**Tasks for this exercise:**
a - Update the text on post formats and custom post types: restate the section starting with "Some people are" and going on through "custom post type.", replacing "poorly named" with "badly named".
b - From the text on post formats and custom post types, render this sentence in French: "A Post Format is a formatting designation made to a post."

##### Passage for review

Post Formats vs. Custom Post Types

Some people are confused about the Post Formats feature that will be made available to themes in WordPress 3.1, especially how it differs from Custom Post Types.

Custom Post Types

These were poorly named. Think: Custom Content Types. That is, non-post content. Examples: employees, products, attachments, menu items, pages, pets. If you want it to show up in your site’s main RSS feed, then it’s probably not a custom post type.

Post Formats

A Post Format is a formatting designation made to a post. For example, a post could be a short “aside,” or a Kottke.org-style link post, or a video post, or a photo gallery post. The data you input might be slightly different — video post should contain a video, an aside should probably not be very long, a link post should have a link. And the way that the post is displayed on the site might be very different — an aside will typically be displayed without a title, a link post may have the title point to the link. A video post may be wider, or have social sharing buttons auto-appended. But they’re all still posts. They still show up in your feed, and you still find them in the Posts section of the WordPress backend.

The important thing to note about Post Formats is that they are going to be a standardized convention. So any theme that supports Post Formats and follows the standard will display your posts in a way that makes sense. Before, themes had to set up category-based conventions, and these conventions weren’t shared by other themes. This is a better way of handling that, and it should make it even easier to switch between themes than before!

Themers should turn to the Post Formats page in the Codex for info on implementation. Note that we’re not yet in beta, so expect this page to change a bit.

##########
##### Dataset records

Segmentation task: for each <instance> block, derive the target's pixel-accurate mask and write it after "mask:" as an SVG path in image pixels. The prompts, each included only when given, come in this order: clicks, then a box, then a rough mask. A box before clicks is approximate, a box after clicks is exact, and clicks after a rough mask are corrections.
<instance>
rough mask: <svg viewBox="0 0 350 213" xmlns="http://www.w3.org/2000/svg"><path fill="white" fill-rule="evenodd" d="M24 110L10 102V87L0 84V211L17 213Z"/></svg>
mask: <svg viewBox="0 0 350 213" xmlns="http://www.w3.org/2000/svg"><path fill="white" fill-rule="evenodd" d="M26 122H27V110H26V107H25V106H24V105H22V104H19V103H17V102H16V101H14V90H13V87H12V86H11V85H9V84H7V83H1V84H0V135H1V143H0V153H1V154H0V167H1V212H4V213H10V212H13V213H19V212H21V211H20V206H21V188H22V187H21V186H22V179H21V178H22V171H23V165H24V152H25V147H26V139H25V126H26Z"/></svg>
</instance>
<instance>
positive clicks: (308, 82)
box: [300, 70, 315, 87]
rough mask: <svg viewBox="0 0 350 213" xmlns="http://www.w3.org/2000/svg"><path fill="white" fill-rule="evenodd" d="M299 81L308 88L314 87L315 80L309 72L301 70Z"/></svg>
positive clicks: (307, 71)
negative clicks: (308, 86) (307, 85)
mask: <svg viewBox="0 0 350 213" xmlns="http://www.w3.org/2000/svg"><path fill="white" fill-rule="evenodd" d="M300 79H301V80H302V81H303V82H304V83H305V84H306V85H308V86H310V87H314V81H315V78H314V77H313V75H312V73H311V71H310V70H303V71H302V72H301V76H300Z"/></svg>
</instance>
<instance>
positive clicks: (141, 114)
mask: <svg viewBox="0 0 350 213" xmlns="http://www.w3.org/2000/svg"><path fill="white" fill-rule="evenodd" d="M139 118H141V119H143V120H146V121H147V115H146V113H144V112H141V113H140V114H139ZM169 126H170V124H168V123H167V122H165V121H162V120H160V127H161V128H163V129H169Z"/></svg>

##########

**Solutions in order:**
a -
Some people are confused about the Post Formats feature that will be made available to themes in WordPress 3.1, especially how it differs from Custom Post Types.

Custom Post Types

These were badly named. Think: Custom Content Types. That is, non-post content. Examples: employees, products, attachments, menu items, pages, pets. If you want it to show up in your site’s main RSS feed, then it’s probably not a custom post type.

b - Un format d'article est une désignation de mise en forme attribuée à un article.